In the listing below, how many lines contain the string "blue"? Answer with the number only.

+===+

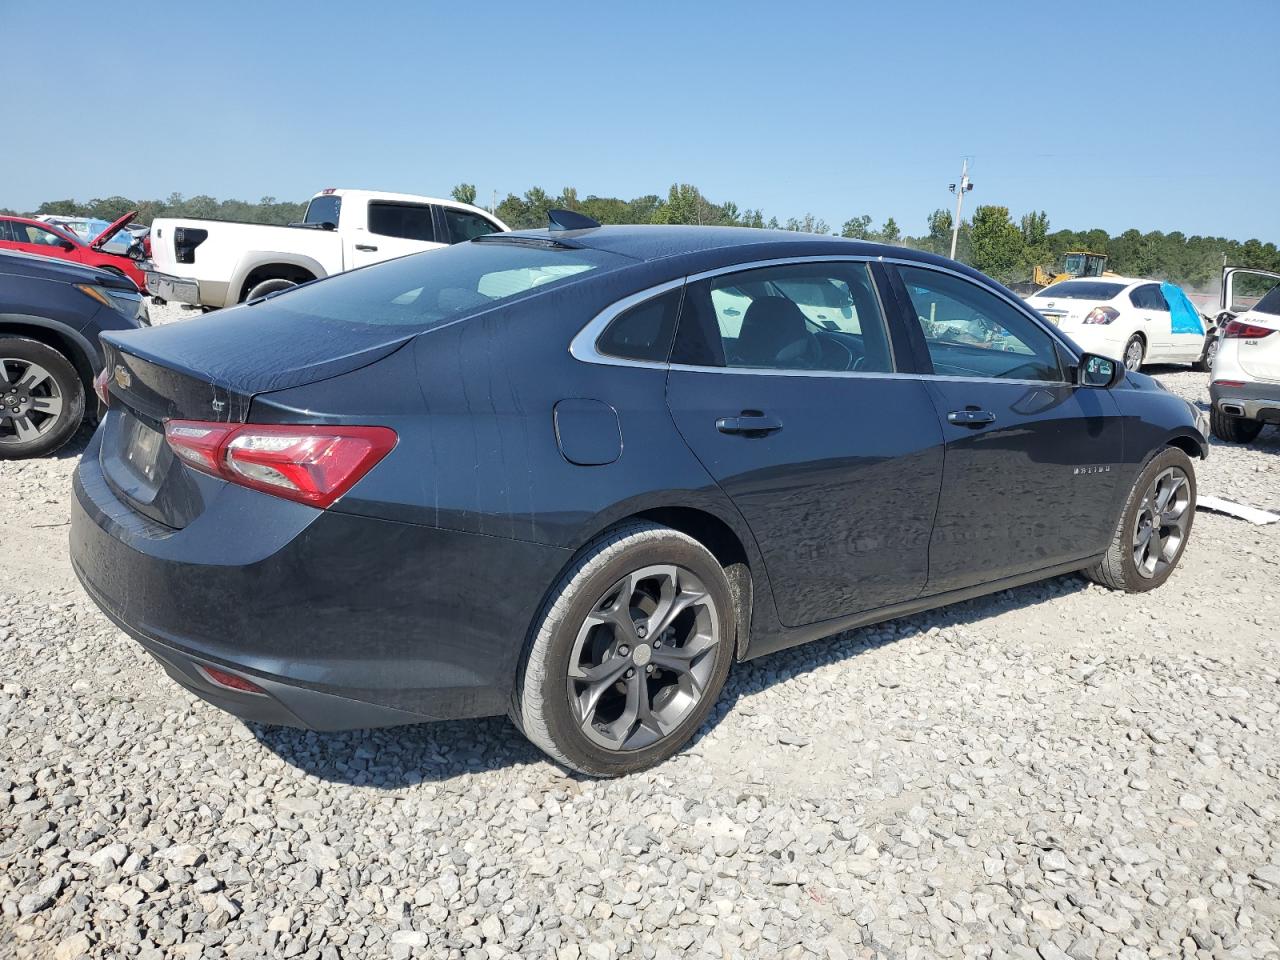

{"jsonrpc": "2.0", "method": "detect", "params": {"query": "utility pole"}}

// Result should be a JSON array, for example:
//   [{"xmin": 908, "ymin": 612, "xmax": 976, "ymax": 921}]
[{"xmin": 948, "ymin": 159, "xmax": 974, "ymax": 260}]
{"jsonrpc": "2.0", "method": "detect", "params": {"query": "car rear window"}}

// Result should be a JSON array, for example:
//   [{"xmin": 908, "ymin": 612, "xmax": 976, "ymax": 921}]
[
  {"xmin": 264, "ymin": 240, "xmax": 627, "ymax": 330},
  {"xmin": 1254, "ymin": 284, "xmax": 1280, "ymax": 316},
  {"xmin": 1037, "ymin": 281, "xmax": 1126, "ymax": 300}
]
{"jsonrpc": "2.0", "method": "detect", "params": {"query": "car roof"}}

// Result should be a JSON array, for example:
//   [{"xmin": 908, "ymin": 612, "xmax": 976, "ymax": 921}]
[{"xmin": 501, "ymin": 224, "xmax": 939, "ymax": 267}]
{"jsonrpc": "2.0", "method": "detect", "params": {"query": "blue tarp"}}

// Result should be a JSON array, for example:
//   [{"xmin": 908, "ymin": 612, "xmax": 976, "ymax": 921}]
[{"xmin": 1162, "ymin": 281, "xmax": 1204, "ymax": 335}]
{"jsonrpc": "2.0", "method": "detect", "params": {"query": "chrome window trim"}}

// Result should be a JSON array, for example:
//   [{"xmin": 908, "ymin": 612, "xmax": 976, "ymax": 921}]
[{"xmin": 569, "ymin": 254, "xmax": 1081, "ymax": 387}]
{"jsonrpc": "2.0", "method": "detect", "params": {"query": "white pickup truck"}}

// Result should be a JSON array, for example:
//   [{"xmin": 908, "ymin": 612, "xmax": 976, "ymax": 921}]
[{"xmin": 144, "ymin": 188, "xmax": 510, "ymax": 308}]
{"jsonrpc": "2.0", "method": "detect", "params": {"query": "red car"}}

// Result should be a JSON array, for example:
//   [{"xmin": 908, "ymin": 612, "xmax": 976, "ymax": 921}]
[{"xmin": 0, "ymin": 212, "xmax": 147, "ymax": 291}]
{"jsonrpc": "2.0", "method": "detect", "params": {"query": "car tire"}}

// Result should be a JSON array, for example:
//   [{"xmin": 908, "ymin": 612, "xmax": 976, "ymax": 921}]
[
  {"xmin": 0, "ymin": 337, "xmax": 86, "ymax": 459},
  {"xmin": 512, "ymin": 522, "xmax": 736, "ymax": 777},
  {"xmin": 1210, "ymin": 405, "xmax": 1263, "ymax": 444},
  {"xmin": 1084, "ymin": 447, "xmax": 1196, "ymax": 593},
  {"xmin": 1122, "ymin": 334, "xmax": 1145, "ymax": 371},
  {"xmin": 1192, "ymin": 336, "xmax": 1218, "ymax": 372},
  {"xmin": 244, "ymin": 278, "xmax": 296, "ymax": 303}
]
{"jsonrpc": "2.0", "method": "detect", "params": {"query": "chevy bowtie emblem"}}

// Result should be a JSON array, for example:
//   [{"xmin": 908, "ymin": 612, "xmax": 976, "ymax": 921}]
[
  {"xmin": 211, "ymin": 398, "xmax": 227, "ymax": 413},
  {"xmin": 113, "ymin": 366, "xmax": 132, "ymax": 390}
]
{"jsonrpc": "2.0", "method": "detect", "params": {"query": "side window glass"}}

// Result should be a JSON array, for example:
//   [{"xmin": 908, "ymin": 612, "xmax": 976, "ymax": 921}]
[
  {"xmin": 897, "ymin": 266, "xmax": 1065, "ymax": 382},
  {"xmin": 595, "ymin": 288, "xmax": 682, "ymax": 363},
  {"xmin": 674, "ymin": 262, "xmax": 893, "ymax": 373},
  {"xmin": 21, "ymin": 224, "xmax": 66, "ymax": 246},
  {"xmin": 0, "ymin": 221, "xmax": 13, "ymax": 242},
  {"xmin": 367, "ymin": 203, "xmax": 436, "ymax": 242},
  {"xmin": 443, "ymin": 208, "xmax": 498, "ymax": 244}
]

+===+

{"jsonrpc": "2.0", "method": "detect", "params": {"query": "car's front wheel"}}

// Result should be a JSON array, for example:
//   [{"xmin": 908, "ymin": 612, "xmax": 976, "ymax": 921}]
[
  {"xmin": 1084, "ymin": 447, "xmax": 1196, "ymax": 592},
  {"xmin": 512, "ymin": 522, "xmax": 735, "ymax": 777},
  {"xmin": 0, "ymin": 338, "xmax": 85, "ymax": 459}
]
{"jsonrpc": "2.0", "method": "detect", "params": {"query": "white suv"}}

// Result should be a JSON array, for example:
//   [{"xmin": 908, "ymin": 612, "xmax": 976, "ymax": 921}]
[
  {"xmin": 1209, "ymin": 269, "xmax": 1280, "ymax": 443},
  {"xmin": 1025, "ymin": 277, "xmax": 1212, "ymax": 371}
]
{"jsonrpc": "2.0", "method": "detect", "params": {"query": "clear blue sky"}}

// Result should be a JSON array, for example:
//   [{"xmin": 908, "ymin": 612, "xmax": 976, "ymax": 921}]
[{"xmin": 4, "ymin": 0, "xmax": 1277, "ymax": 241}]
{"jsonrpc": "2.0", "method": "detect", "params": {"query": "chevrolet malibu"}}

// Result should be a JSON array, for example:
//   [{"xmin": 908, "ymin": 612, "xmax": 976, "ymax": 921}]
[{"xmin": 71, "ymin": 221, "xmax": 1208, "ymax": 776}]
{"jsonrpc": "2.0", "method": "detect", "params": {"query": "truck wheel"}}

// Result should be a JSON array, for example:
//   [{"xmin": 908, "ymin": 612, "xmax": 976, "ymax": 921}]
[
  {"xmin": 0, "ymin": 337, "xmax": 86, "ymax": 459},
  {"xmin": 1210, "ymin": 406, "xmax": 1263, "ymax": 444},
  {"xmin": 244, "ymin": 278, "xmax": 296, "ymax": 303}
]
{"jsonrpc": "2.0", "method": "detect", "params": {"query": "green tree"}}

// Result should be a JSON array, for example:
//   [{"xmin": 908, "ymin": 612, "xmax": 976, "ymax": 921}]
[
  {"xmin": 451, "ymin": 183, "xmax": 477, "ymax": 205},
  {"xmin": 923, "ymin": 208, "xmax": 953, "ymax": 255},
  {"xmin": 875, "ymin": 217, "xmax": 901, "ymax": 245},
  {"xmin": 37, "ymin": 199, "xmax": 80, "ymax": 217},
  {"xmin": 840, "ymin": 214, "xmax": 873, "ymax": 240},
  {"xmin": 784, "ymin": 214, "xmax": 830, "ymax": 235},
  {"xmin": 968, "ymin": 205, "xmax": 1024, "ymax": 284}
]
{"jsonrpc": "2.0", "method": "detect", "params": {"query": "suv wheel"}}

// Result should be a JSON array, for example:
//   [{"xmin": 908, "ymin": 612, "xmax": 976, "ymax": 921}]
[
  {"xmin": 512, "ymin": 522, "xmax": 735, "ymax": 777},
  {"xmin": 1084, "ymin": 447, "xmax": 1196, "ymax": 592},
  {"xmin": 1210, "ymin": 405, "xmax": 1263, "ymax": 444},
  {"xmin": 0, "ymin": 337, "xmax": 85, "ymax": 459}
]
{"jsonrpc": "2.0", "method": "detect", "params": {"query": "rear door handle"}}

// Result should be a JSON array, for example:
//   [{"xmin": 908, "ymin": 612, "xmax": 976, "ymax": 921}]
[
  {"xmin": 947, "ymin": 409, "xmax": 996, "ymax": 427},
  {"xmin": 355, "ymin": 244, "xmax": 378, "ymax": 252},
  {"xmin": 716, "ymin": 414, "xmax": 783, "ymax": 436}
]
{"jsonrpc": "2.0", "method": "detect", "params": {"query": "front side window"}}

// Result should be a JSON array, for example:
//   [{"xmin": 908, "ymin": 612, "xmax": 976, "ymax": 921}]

+===+

The completed task -> 2